__Text excerpt__:
===============

Today the National Hobo Museum is owned and operated by the Britt Hobo Days Association, a non-profit group dedicated to hosting the annual National Hobo Convention and preserving the history of the life and times of the American Hobo. The museum boasts a vast collection of authentic artifacts, memorabilia, paintings, photographs and much more. Additionally, the collection tells the century long story of the National Hobo Convention and showcases personal collections of many of the more notable American hobos including Steam Train Maury, the Pennsylvania Kid, Connecticut Slim, the Hard Rock Kid, Frisco Jack and others.

[https://www.britthobodays.com/hobo-museum]

Nebraska: “Boxcar Willie”

Lecil Travis Martin (September 1, 1931 – April 12, 1999), whose stage name was Boxcar Willie, was an American country music singer-songwriter, who sang in the "old-time hobo" music style, complete with overalls, and a floppy hat. "Boxcar Willie" was originally a character in a ballad he wrote, but he later adopted it as his own stage name.

===============

__Exercise details__: Quote the hobo history text word for word from "[https://www.britthobodays.com/hobo-museum]" to "own stage name.". You will not need the records to complete this exercise.

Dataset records

===============

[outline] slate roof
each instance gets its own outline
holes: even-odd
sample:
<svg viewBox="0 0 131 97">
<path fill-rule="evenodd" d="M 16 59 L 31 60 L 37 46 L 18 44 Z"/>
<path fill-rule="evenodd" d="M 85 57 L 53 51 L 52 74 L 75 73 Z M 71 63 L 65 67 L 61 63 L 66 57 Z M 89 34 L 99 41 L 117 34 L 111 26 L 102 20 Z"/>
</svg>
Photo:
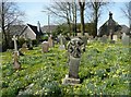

===============

__Solution below__:
[https://www.britthobodays.com/hobo-museum]

Nebraska: “Boxcar Willie”

Lecil Travis Martin (September 1, 1931 – April 12, 1999), whose stage name was Boxcar Willie, was an American country music singer-songwriter, who sang in the "old-time hobo" music style, complete with overalls, and a floppy hat. "Boxcar Willie" was originally a character in a ballad he wrote, but he later adopted it as his own stage name.